*What is being asked*
Identify all lines in the data containing the string "sleeve". Copy them out.

*Entries shown*
◆ ◆ ◆ ◆ ◆ ◆ ◆
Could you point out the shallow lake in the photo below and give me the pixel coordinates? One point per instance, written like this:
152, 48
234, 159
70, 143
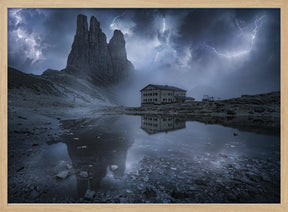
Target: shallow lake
115, 158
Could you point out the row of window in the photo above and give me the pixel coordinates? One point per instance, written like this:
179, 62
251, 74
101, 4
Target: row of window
150, 94
150, 124
150, 119
167, 100
150, 100
155, 100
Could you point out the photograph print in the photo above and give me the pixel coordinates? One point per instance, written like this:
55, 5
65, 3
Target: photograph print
143, 105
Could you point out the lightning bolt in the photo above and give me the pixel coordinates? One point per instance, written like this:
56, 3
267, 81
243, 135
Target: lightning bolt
164, 25
252, 38
112, 25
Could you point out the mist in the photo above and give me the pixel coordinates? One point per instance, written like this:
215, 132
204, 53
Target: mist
219, 52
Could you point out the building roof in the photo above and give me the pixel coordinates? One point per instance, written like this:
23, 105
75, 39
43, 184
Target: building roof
164, 87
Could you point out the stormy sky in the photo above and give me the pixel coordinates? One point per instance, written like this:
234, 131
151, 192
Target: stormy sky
220, 52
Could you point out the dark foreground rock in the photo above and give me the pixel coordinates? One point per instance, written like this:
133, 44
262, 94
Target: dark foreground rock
182, 181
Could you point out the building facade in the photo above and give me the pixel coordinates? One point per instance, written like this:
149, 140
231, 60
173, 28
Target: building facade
162, 94
156, 124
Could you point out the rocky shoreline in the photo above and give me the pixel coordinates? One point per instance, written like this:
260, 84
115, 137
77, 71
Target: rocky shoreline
254, 113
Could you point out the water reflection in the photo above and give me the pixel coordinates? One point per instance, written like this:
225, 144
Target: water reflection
95, 147
197, 157
155, 124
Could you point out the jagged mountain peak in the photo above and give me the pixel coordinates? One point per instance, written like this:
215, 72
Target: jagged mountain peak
92, 58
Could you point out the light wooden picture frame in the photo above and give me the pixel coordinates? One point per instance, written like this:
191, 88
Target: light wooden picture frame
5, 4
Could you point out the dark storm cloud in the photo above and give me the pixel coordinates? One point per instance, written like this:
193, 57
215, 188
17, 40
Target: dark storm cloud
221, 52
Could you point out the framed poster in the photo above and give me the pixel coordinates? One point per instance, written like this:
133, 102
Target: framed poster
143, 105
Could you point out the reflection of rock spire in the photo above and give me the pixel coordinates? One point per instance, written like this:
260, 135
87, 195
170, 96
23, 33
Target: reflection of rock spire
106, 144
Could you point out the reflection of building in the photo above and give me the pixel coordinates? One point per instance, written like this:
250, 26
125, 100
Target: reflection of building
162, 94
155, 124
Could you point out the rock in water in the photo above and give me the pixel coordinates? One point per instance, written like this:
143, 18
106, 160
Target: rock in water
62, 174
93, 59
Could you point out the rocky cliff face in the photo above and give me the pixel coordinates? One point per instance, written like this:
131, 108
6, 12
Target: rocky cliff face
92, 58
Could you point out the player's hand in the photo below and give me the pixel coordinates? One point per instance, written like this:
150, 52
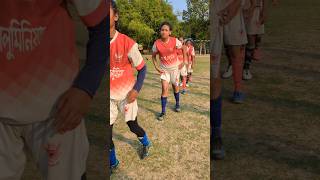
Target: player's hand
262, 18
180, 66
275, 2
248, 13
160, 70
132, 96
71, 108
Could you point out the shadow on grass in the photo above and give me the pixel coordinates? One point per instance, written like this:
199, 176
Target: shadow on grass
293, 52
279, 102
184, 107
273, 148
133, 143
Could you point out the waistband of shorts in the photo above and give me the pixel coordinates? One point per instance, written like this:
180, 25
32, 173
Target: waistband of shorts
173, 68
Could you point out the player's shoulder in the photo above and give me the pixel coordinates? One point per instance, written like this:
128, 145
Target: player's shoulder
126, 39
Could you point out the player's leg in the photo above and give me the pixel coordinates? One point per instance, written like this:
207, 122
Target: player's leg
130, 112
142, 137
217, 150
237, 58
246, 75
228, 72
165, 79
257, 54
174, 79
114, 162
184, 79
12, 157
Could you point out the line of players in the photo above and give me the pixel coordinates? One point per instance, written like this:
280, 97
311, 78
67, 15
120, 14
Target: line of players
237, 26
176, 59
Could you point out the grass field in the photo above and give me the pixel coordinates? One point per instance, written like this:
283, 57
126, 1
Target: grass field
275, 134
180, 143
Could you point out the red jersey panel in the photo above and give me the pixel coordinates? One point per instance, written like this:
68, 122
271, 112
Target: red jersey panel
124, 55
38, 58
191, 53
168, 52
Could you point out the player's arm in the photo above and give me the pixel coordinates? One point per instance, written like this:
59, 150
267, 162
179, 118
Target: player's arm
154, 59
263, 16
137, 61
248, 13
185, 55
228, 13
193, 59
75, 102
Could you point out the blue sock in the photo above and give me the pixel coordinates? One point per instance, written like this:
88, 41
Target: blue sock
163, 104
112, 157
176, 96
144, 140
215, 116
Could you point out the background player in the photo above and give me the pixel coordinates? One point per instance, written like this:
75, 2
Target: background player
43, 95
183, 65
191, 61
124, 88
227, 28
167, 47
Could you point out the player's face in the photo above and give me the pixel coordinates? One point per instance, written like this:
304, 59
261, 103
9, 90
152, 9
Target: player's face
165, 32
113, 18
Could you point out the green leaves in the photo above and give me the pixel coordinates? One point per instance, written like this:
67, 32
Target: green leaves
140, 19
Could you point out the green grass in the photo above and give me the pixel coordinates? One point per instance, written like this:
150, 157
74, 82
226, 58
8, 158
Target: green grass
180, 142
274, 134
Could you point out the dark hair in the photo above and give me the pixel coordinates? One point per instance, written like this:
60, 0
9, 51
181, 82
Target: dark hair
166, 23
114, 7
116, 11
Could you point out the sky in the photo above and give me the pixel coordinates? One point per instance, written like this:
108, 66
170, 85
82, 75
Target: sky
178, 5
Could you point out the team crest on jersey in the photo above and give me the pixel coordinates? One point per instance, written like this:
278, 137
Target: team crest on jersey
19, 37
116, 73
118, 58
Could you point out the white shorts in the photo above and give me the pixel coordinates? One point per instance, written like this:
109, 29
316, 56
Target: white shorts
253, 27
71, 159
190, 70
130, 111
183, 71
171, 76
232, 34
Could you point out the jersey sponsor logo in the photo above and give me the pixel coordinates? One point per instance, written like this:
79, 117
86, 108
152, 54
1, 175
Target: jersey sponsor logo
116, 73
118, 58
168, 58
20, 36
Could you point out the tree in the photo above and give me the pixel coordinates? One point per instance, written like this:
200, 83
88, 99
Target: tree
140, 19
196, 22
196, 19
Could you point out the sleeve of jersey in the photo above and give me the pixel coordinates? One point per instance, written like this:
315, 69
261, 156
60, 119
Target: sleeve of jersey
◆ ◆ ◆ ◆ ◆ ◆ ◆
*Your response*
Could you point out the sleeve of jersey in the photo above and give me the pixel coordinates? One point per instance, written like this:
Target: sleeve of jersey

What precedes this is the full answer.